## Goal of the exercise
Repeat the material verbatim and drop the pictures.

(Excerpts of location labeling data)
┌────────

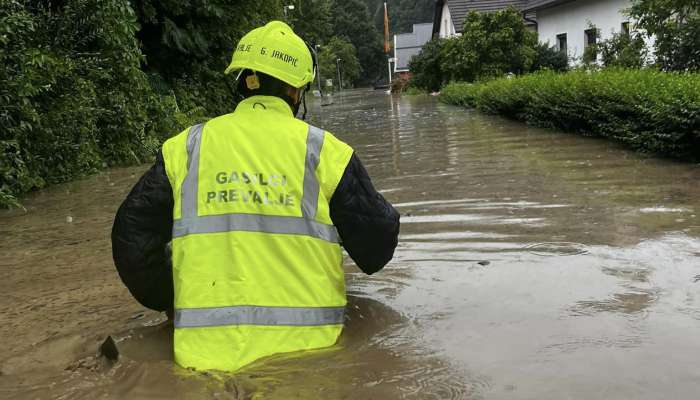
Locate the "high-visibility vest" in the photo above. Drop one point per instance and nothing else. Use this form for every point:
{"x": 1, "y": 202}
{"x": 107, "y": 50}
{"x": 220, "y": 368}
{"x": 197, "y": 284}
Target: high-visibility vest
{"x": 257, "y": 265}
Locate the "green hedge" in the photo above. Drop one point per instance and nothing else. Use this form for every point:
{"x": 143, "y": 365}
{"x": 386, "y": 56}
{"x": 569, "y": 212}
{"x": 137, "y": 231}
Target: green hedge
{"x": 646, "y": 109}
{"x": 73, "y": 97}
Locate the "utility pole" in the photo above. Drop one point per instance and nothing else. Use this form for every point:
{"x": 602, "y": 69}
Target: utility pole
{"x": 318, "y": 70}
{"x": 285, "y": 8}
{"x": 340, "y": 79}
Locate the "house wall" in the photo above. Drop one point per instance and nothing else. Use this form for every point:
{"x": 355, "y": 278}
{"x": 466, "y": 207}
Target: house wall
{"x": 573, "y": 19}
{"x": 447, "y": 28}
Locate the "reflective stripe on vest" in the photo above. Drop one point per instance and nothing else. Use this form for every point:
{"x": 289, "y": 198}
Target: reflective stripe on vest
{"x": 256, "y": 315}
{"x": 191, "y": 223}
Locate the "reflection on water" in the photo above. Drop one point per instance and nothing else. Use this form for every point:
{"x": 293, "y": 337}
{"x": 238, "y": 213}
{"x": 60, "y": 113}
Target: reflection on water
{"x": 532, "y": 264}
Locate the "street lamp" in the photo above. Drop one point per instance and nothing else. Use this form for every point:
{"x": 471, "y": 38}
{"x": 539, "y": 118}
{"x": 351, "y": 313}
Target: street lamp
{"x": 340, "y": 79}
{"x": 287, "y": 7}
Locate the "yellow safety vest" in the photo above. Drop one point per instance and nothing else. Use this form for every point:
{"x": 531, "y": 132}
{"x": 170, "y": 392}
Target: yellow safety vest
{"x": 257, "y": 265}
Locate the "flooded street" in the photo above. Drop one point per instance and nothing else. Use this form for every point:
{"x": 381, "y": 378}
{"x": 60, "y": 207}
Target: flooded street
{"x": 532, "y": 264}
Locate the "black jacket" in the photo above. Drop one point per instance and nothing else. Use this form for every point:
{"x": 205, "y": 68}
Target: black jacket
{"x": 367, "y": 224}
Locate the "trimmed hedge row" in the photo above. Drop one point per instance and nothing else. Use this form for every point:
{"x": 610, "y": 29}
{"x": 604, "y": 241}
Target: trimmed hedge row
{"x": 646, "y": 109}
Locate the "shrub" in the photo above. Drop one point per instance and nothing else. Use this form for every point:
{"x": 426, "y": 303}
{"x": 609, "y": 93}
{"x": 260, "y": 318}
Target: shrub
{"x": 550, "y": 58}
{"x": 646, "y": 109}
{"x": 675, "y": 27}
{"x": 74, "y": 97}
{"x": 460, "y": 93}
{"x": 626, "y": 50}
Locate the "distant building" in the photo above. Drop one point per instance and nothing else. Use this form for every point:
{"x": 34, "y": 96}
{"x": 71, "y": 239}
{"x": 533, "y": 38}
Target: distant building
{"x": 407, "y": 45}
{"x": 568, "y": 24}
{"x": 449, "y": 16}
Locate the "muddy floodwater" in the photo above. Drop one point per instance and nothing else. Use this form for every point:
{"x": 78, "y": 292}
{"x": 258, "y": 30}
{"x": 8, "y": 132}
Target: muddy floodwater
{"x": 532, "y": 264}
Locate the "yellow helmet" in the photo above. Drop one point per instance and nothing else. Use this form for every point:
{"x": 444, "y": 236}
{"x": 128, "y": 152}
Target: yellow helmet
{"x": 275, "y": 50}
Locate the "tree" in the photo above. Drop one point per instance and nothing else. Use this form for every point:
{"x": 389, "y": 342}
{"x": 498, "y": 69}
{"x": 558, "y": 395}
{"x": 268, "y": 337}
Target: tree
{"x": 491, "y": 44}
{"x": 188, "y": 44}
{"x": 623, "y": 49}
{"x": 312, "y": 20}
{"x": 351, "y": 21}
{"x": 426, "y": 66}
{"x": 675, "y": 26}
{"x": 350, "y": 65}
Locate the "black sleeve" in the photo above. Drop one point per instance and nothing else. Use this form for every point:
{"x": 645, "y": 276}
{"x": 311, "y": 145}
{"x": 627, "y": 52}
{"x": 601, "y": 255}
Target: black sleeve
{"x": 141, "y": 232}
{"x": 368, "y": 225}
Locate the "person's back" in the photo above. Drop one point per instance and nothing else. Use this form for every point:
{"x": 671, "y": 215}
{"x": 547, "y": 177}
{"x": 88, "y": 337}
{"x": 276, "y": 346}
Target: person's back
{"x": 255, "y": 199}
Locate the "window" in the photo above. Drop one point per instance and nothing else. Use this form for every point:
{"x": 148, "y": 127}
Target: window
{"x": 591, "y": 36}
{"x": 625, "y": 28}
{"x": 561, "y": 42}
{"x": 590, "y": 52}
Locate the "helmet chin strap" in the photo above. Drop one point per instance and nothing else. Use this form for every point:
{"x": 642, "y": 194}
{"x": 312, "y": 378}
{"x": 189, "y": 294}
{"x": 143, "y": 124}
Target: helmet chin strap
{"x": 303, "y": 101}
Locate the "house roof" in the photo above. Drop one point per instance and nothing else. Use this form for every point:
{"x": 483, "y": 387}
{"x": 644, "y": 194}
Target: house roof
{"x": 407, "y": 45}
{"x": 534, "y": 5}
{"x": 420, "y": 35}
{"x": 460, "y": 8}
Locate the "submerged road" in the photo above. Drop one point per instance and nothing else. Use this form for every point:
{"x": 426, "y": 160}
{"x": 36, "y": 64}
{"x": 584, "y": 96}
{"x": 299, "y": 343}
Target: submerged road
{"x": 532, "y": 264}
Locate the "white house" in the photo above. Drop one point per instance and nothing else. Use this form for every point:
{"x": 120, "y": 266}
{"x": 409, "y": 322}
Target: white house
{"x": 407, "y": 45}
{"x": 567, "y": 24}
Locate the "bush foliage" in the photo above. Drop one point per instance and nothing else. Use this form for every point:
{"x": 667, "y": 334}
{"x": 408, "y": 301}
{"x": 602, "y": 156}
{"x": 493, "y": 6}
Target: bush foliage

└────────

## Written reply
Locate the "high-visibility vest" in the photo above. Drop one point per instance and nothing else. Use this form for every point:
{"x": 1, "y": 202}
{"x": 107, "y": 50}
{"x": 220, "y": 368}
{"x": 197, "y": 284}
Target: high-visibility vest
{"x": 257, "y": 265}
Locate the "green hedge" in the photo above. Drop one point per instance and nothing else. Use this form for every point:
{"x": 143, "y": 365}
{"x": 386, "y": 56}
{"x": 569, "y": 212}
{"x": 137, "y": 231}
Target: green hedge
{"x": 646, "y": 109}
{"x": 73, "y": 97}
Locate the "utility pole" in the photo above. Drop one point per instance and nothing else. Use this form for every point:
{"x": 602, "y": 69}
Target: utility pole
{"x": 318, "y": 70}
{"x": 285, "y": 8}
{"x": 340, "y": 79}
Locate the "house wall" in the photo above. Drop one point per instance and nothing else. Use this form for every point:
{"x": 355, "y": 278}
{"x": 466, "y": 207}
Target: house wall
{"x": 573, "y": 19}
{"x": 447, "y": 28}
Locate the "reflective stripe on vest" in the photo above. Drop one point per instance and nothing else. Use this form for every point:
{"x": 289, "y": 198}
Target: reflective stripe on vest
{"x": 256, "y": 315}
{"x": 191, "y": 223}
Locate the "reflection on water" in the photo above. Drop one point per instance and nothing else. Use this form for every point:
{"x": 293, "y": 337}
{"x": 238, "y": 213}
{"x": 60, "y": 113}
Target: reflection on water
{"x": 532, "y": 264}
Locate the "street lamp" in the photo above. Drop one point per instance and nothing else. Use this form for every point:
{"x": 471, "y": 38}
{"x": 539, "y": 118}
{"x": 351, "y": 313}
Target: street lamp
{"x": 340, "y": 79}
{"x": 287, "y": 7}
Locate the "yellow safety vest" in the photo above. Drop one point per instance and nothing else. Use this form for every point:
{"x": 531, "y": 132}
{"x": 170, "y": 392}
Target: yellow safety vest
{"x": 257, "y": 265}
Locate the "flooded street" in the photo above. Drop one point per instance and nothing else. Use this form for every point:
{"x": 381, "y": 378}
{"x": 60, "y": 207}
Target: flooded street
{"x": 532, "y": 264}
Locate the "black jacket" in the photo above. Drop one point per instance and nothing else. Use this form for every point:
{"x": 205, "y": 68}
Target: black jacket
{"x": 367, "y": 224}
Locate the "trimmed hedge row" in the photo above. Drop one point per instance and nothing else. Use this form for every point:
{"x": 610, "y": 29}
{"x": 604, "y": 241}
Target: trimmed hedge row
{"x": 646, "y": 109}
Locate the "shrub" in the photo above. Drop one point per instance and nothing else. Use this form for every point:
{"x": 426, "y": 303}
{"x": 609, "y": 93}
{"x": 260, "y": 318}
Target: shrub
{"x": 550, "y": 58}
{"x": 646, "y": 109}
{"x": 675, "y": 27}
{"x": 74, "y": 97}
{"x": 460, "y": 93}
{"x": 626, "y": 50}
Locate the "distant building" in the photo above. Drop one point per instance and nothing else. Use this form for every point:
{"x": 34, "y": 96}
{"x": 71, "y": 239}
{"x": 533, "y": 38}
Target: distant building
{"x": 407, "y": 45}
{"x": 568, "y": 24}
{"x": 449, "y": 16}
Locate the "muddy floodwater" in the photo above. Drop one point per instance and nothing else. Use this form for every point:
{"x": 78, "y": 292}
{"x": 258, "y": 30}
{"x": 8, "y": 132}
Target: muddy floodwater
{"x": 532, "y": 264}
Locate the "yellow helmet" in the photo above. Drop one point per instance and nothing else. Use this form for every point:
{"x": 444, "y": 236}
{"x": 128, "y": 152}
Target: yellow helmet
{"x": 275, "y": 50}
Locate the "tree" in the photo above. Drop one point per instance and nothing else. Use this form for every point:
{"x": 389, "y": 342}
{"x": 498, "y": 69}
{"x": 558, "y": 395}
{"x": 268, "y": 337}
Target: tree
{"x": 491, "y": 44}
{"x": 188, "y": 44}
{"x": 623, "y": 49}
{"x": 312, "y": 20}
{"x": 351, "y": 21}
{"x": 426, "y": 66}
{"x": 675, "y": 26}
{"x": 350, "y": 65}
Locate the "black sleeve" in the photo above. Drop one point per instance and nothing else. Use this form for every point:
{"x": 645, "y": 276}
{"x": 311, "y": 145}
{"x": 627, "y": 52}
{"x": 601, "y": 255}
Target: black sleeve
{"x": 141, "y": 232}
{"x": 368, "y": 225}
Locate the "person's back" in the photo above. Drop one point per instance and nothing else. Use this form for every point:
{"x": 671, "y": 215}
{"x": 547, "y": 177}
{"x": 88, "y": 337}
{"x": 276, "y": 346}
Target: person's back
{"x": 255, "y": 199}
Locate the "window" in the photo above. Drop one point per instance and nothing else. Use this form for every point:
{"x": 148, "y": 127}
Target: window
{"x": 591, "y": 36}
{"x": 625, "y": 28}
{"x": 561, "y": 42}
{"x": 590, "y": 52}
Locate the "helmet chin strap" in the photo above. Drop one point per instance and nothing else. Use this form for every point:
{"x": 642, "y": 194}
{"x": 312, "y": 378}
{"x": 189, "y": 294}
{"x": 143, "y": 124}
Target: helmet chin strap
{"x": 303, "y": 101}
Locate the "house roof" in the photo above. Drop one point per instance and nothing else. Use this form for every point:
{"x": 483, "y": 387}
{"x": 644, "y": 194}
Target: house roof
{"x": 407, "y": 45}
{"x": 534, "y": 5}
{"x": 420, "y": 35}
{"x": 460, "y": 8}
Locate the "submerged road" in the photo above. Drop one point per instance and nothing else. Use this form for every point:
{"x": 426, "y": 160}
{"x": 36, "y": 64}
{"x": 584, "y": 96}
{"x": 299, "y": 343}
Target: submerged road
{"x": 532, "y": 264}
Locate the "white house" in the photo above. Drop one point per instance and nothing else. Use this form for every point:
{"x": 120, "y": 266}
{"x": 409, "y": 322}
Target: white house
{"x": 407, "y": 45}
{"x": 567, "y": 24}
Locate the "bush foliage" in the photo above. Drop one point per instance and nothing else. Use this form for every point:
{"x": 667, "y": 334}
{"x": 408, "y": 301}
{"x": 602, "y": 156}
{"x": 493, "y": 6}
Target: bush foliage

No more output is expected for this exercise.